** Task **
Rewrite the listing from its start through the line with "x=167, y=161", switching "cabinet door" to "cupboard door" and keeping everything else unchanged. Omit the pictures.

────

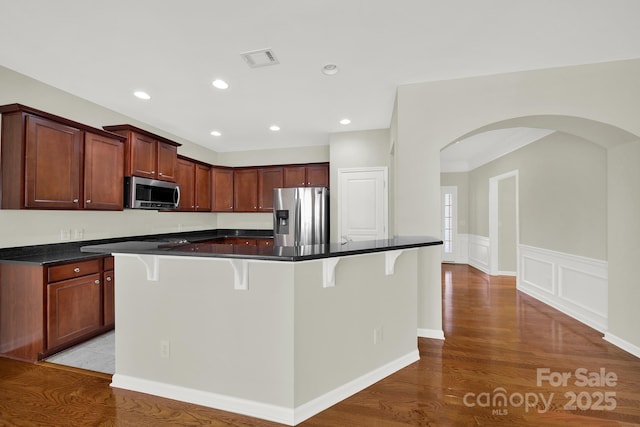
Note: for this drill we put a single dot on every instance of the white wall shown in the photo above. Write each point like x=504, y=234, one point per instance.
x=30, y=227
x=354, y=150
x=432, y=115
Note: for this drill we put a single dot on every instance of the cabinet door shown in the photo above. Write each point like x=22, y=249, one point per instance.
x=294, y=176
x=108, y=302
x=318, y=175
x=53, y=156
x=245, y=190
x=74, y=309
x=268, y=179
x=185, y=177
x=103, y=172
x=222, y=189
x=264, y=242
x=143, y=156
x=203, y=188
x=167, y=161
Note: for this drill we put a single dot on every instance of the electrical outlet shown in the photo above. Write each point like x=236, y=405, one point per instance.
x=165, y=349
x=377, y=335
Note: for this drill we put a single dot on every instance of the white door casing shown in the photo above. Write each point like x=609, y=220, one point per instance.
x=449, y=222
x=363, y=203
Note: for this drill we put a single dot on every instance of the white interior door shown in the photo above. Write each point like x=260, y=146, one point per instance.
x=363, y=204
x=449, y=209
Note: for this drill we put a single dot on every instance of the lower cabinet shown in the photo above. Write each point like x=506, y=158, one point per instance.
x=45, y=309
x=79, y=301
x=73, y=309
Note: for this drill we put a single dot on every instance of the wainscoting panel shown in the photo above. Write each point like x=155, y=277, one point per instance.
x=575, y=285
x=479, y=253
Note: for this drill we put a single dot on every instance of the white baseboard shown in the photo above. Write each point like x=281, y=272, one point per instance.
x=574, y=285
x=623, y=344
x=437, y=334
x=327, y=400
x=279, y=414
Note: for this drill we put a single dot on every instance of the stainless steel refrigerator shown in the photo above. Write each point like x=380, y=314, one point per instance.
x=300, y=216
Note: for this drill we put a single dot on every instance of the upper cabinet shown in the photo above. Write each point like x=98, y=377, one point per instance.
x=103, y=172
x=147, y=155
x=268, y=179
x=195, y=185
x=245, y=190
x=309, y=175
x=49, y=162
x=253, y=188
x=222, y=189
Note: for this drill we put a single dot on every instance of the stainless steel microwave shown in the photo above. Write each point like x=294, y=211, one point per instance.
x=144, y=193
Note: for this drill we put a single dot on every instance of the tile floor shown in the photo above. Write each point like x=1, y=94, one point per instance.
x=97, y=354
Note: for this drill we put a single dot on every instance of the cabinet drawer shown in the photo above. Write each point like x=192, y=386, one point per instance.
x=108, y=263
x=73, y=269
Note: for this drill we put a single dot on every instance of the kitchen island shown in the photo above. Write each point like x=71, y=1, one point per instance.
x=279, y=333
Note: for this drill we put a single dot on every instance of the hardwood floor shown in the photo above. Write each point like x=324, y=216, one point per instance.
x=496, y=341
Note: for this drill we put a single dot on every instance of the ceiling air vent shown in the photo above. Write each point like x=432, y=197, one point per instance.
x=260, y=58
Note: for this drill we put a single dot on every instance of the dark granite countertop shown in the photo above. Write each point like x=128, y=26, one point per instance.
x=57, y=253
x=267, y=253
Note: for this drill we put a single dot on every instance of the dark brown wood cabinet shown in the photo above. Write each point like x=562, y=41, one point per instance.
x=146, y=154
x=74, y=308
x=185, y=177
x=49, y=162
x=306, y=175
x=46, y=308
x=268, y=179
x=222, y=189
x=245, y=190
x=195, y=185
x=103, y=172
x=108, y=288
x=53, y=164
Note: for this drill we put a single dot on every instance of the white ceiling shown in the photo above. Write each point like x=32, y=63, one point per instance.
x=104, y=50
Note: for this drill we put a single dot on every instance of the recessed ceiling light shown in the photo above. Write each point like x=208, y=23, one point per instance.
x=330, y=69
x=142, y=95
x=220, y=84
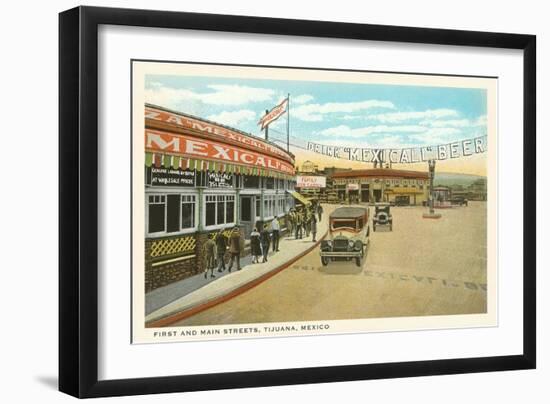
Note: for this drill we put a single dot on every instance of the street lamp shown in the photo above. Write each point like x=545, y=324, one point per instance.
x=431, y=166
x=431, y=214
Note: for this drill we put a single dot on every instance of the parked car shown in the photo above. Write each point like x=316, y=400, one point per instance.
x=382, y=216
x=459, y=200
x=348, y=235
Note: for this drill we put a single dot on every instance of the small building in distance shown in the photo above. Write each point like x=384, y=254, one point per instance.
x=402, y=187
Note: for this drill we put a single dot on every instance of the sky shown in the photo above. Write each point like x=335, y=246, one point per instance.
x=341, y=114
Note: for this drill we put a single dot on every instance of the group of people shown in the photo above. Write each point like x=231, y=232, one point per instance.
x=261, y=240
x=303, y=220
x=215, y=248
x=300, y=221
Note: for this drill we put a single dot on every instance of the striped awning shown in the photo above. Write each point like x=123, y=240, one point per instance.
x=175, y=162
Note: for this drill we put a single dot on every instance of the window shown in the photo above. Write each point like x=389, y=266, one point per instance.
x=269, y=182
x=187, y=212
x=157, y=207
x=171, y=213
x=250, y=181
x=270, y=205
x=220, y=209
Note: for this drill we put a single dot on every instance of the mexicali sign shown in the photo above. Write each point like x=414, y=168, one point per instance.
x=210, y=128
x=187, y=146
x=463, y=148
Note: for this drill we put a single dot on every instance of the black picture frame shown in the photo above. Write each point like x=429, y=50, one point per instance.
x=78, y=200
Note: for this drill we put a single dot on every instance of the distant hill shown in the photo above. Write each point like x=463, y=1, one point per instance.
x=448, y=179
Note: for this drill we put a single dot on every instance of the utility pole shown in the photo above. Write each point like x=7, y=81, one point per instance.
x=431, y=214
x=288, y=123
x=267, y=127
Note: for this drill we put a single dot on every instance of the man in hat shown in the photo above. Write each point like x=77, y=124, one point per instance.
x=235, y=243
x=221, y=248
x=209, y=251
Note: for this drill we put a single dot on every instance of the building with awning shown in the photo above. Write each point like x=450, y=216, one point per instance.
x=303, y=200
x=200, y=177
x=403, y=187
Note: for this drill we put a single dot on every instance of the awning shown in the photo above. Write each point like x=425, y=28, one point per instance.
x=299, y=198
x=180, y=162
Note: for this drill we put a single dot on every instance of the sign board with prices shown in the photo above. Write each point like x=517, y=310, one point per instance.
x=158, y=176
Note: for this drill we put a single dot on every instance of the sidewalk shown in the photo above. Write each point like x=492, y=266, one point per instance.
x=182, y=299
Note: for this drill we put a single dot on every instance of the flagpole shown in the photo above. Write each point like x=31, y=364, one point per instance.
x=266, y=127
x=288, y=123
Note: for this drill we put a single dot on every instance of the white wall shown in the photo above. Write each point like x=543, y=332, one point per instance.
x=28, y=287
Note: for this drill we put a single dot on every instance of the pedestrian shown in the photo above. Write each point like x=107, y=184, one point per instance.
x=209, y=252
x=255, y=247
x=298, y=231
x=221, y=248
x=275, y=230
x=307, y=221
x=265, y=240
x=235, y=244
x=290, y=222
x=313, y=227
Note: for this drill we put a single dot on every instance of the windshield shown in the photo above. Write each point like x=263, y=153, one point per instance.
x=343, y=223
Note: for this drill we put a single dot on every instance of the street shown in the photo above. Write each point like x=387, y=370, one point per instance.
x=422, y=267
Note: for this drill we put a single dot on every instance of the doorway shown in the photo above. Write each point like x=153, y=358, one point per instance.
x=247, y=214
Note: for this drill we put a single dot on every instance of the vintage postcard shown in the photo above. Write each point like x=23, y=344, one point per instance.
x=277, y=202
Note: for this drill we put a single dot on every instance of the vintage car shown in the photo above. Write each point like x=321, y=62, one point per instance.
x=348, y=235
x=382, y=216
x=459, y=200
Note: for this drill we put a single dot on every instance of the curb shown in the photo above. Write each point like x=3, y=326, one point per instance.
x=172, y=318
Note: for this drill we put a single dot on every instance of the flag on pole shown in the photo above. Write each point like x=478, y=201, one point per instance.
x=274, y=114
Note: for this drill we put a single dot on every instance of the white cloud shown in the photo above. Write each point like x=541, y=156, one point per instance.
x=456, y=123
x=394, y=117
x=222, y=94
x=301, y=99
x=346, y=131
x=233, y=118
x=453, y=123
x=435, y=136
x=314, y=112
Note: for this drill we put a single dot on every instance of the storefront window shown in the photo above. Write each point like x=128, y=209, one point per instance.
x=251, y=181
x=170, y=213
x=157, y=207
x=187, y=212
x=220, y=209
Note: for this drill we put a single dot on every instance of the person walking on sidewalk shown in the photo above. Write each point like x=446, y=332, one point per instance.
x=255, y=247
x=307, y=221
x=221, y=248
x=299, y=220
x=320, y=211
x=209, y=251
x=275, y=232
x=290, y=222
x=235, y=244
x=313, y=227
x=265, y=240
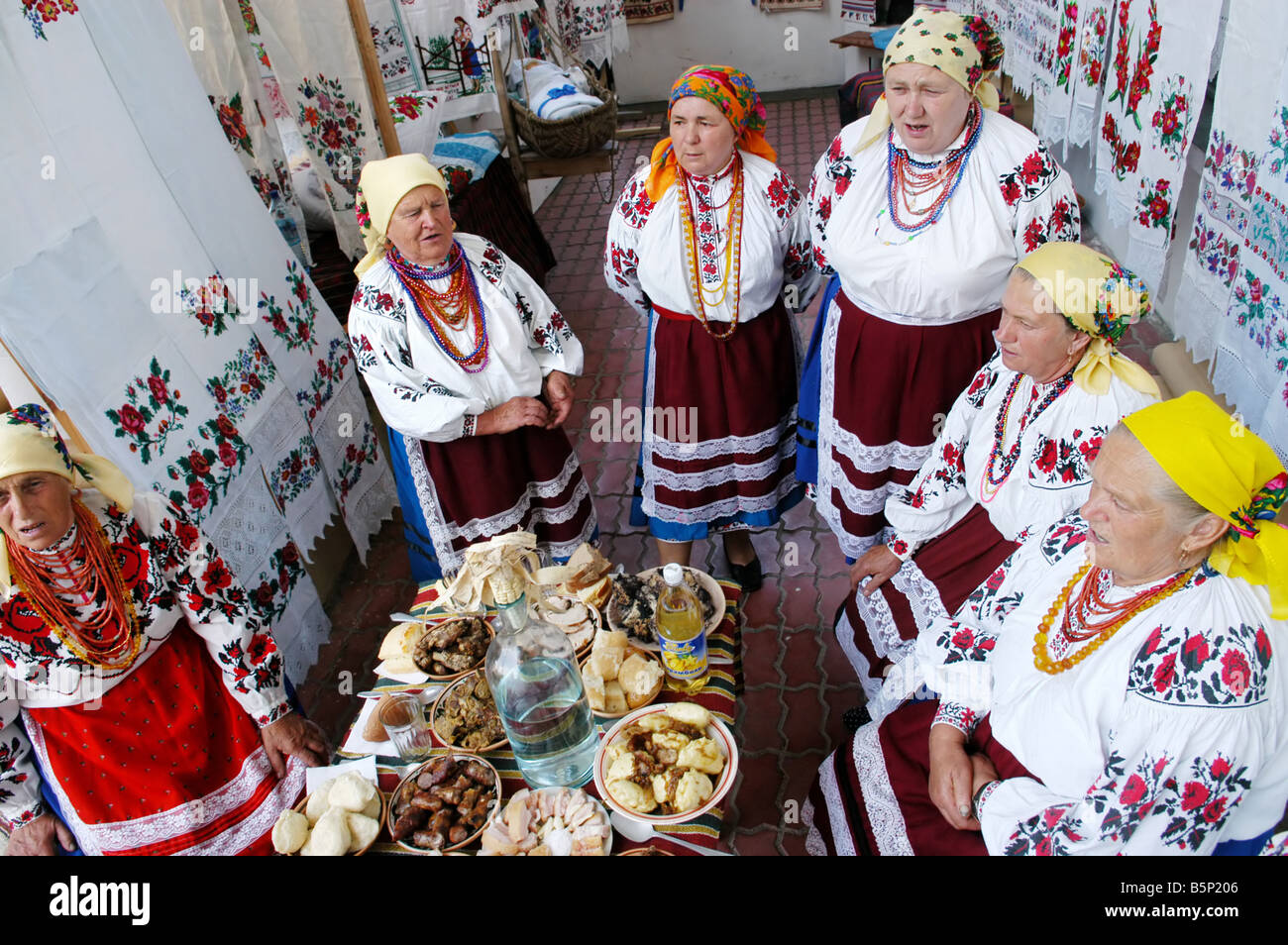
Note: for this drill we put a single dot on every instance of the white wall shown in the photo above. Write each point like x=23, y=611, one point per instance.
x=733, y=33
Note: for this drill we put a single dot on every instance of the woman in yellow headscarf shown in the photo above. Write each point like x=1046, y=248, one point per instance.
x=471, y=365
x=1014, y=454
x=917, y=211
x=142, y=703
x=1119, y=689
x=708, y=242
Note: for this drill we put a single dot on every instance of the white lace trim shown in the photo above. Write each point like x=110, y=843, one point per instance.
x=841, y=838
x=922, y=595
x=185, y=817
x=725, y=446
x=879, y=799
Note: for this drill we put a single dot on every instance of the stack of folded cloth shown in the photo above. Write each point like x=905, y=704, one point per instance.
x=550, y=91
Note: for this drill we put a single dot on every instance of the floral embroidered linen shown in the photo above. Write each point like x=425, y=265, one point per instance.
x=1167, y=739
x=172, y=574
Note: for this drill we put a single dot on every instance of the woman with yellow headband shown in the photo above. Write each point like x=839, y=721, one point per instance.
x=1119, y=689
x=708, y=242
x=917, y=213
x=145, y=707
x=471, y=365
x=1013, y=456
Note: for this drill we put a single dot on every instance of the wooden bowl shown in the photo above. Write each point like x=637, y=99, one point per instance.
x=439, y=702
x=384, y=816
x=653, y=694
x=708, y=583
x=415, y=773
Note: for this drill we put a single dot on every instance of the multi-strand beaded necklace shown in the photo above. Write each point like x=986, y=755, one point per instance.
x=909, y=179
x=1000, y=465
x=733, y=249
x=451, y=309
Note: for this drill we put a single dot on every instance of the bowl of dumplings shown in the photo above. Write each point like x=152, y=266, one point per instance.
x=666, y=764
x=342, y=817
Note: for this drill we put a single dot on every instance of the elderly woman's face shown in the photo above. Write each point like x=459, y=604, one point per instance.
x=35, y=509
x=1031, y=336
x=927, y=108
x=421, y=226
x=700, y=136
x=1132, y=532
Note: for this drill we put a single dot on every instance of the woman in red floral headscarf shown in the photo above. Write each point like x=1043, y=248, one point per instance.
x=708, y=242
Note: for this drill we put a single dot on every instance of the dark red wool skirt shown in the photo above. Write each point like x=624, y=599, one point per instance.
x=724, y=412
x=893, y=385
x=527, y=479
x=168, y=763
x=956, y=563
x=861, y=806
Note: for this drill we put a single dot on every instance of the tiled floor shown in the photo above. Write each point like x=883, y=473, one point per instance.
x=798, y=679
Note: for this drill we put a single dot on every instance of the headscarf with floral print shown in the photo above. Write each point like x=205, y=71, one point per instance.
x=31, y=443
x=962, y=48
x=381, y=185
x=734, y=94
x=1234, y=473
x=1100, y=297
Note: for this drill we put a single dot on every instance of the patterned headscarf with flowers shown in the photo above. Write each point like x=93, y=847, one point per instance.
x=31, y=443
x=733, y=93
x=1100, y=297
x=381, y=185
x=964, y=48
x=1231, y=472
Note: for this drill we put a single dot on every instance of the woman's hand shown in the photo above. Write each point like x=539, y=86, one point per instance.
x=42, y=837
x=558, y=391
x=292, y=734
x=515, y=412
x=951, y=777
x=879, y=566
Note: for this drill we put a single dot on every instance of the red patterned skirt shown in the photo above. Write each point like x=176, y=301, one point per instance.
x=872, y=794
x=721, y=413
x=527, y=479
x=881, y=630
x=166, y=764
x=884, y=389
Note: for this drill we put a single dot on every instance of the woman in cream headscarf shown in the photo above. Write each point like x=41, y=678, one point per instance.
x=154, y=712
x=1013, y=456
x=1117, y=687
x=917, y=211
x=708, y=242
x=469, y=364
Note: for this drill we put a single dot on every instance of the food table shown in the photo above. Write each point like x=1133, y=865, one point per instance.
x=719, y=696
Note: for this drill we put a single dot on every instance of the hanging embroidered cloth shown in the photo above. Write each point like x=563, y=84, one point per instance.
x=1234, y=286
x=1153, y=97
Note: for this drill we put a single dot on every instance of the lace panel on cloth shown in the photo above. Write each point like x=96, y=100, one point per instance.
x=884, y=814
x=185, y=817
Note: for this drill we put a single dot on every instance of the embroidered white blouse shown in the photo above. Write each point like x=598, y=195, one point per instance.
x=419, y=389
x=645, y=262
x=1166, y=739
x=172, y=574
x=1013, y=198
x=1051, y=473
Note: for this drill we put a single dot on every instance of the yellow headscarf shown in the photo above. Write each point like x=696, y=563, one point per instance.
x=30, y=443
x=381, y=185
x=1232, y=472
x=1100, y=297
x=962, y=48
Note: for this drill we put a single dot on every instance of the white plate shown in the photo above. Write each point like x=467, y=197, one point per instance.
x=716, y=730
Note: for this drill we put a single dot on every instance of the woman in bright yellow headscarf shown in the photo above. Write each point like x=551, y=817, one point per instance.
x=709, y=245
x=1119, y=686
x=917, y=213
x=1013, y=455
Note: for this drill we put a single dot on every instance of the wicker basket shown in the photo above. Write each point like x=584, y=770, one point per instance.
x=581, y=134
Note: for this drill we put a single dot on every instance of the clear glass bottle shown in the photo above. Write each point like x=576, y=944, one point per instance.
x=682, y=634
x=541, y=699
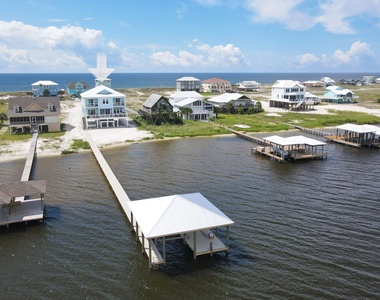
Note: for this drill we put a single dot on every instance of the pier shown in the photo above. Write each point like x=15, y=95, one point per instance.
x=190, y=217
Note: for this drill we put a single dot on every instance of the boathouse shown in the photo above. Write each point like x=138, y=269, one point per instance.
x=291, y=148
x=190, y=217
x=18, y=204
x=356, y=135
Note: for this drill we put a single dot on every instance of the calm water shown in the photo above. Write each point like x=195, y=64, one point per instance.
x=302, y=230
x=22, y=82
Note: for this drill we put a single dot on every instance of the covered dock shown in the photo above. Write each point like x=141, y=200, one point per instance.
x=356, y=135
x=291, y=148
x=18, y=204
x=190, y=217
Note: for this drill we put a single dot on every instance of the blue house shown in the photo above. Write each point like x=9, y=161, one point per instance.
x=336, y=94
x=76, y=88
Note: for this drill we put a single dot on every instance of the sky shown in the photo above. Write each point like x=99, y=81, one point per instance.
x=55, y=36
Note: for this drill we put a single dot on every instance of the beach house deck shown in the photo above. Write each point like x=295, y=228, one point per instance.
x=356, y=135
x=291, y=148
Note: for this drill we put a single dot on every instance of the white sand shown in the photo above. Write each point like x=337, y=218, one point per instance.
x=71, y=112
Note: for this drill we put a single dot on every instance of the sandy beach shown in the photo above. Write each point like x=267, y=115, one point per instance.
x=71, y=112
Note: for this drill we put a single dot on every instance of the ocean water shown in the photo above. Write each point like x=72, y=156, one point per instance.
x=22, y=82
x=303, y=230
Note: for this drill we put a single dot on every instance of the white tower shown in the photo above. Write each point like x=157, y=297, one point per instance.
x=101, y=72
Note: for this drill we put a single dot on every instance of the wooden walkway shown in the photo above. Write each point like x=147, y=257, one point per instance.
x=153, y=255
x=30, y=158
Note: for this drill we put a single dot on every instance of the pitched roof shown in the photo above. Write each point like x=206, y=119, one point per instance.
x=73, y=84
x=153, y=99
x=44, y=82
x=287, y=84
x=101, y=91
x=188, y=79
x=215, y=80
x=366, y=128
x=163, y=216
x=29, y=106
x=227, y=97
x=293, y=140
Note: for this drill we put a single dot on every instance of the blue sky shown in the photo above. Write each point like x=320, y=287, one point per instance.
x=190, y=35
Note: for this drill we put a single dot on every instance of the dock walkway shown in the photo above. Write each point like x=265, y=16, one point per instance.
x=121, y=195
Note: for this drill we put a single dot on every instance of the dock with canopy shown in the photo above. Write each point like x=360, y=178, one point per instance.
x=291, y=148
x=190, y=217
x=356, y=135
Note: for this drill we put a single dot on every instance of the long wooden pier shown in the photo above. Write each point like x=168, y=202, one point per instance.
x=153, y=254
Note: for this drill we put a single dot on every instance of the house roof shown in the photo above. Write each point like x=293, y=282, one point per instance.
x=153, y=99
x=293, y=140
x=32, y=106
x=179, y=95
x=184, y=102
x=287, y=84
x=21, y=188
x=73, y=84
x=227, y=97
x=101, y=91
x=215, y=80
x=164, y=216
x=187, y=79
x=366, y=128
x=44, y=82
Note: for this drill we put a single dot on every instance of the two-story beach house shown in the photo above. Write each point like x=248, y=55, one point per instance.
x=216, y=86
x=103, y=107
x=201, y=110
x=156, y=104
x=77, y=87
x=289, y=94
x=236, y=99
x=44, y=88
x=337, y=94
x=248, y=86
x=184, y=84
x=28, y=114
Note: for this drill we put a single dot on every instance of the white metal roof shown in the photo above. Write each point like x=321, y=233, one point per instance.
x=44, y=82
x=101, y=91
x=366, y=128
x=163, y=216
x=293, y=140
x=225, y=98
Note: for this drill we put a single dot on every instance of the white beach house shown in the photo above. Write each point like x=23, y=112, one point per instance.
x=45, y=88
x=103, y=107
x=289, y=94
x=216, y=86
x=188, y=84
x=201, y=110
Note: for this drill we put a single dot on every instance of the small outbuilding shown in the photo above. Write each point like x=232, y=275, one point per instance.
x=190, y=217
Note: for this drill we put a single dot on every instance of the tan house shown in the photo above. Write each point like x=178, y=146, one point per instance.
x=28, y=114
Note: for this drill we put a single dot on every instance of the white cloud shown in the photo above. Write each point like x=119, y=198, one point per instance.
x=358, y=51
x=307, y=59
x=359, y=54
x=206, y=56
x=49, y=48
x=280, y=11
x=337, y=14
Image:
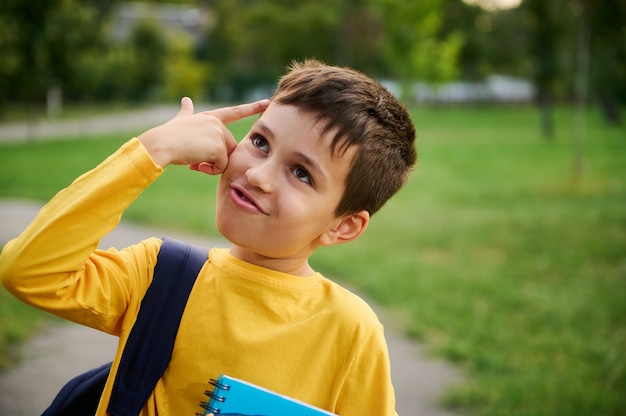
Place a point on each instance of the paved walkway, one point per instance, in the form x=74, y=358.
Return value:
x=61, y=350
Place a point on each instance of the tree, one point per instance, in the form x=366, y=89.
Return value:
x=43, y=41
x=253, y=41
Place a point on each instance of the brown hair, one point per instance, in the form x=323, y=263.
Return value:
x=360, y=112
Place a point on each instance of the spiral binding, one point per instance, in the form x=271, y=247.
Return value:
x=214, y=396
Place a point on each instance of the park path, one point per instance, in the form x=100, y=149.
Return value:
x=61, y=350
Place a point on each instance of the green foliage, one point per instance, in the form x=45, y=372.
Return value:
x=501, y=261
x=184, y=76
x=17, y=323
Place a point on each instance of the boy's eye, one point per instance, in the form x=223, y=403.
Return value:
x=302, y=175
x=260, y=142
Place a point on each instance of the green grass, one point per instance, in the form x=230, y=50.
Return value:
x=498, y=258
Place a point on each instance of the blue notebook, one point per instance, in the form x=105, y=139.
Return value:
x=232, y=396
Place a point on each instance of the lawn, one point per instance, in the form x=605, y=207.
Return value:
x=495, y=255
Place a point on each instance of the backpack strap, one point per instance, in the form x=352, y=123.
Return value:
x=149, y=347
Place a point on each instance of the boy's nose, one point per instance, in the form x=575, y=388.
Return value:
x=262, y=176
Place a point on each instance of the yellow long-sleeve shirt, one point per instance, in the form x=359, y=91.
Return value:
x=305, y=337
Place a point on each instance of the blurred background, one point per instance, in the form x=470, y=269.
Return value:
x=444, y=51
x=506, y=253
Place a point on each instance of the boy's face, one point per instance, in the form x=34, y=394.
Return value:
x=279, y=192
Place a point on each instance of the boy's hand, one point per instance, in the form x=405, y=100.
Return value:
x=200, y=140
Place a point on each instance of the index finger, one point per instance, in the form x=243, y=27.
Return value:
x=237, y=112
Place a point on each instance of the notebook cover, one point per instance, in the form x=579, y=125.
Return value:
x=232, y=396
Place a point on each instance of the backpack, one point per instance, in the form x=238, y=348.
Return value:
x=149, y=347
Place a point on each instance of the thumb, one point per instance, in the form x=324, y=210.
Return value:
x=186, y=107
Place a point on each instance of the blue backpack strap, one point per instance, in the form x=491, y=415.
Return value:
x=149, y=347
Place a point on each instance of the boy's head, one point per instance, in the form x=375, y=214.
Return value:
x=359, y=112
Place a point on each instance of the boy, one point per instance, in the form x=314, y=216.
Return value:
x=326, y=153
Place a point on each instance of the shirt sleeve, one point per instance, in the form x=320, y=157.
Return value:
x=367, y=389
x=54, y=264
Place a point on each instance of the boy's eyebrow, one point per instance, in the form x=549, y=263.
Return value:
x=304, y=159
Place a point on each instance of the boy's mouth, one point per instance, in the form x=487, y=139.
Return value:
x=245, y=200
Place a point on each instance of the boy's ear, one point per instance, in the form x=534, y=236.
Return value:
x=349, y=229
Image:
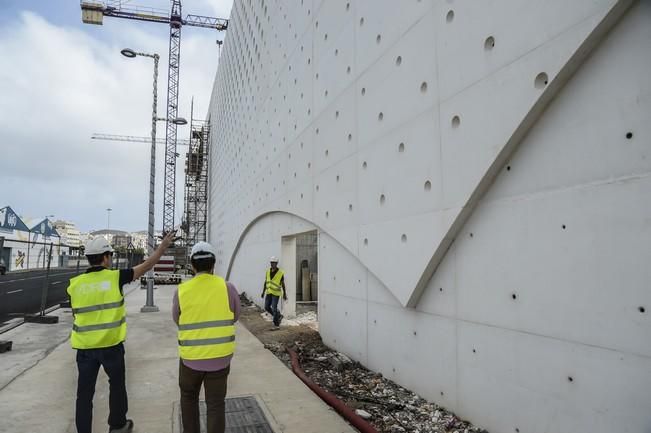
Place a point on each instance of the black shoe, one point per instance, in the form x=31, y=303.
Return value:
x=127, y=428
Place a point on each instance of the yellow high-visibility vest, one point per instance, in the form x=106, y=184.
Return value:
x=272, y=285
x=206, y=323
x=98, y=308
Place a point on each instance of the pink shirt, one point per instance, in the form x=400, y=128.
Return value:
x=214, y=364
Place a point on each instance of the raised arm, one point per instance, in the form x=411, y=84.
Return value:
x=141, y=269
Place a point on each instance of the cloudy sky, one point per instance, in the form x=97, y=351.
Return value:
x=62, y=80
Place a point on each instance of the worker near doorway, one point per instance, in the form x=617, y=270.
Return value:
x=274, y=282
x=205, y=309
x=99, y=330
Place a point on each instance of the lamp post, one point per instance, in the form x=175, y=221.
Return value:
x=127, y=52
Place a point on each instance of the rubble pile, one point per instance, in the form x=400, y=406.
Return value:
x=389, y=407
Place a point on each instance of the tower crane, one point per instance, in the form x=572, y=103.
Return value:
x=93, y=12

────

** Expected answer **
Note: for this drill we put a single dot on every instance of the white wall shown in the photo above. Write each point like x=504, y=234, one point per instance.
x=30, y=227
x=354, y=150
x=432, y=115
Note: for this drill we put a single dot on every instance of the cupboard door shown in the photo above. Write each point like x=22, y=249, one point per instance.
x=294, y=176
x=108, y=302
x=318, y=175
x=53, y=156
x=245, y=190
x=74, y=309
x=268, y=179
x=185, y=177
x=103, y=172
x=222, y=189
x=264, y=242
x=143, y=156
x=203, y=188
x=167, y=161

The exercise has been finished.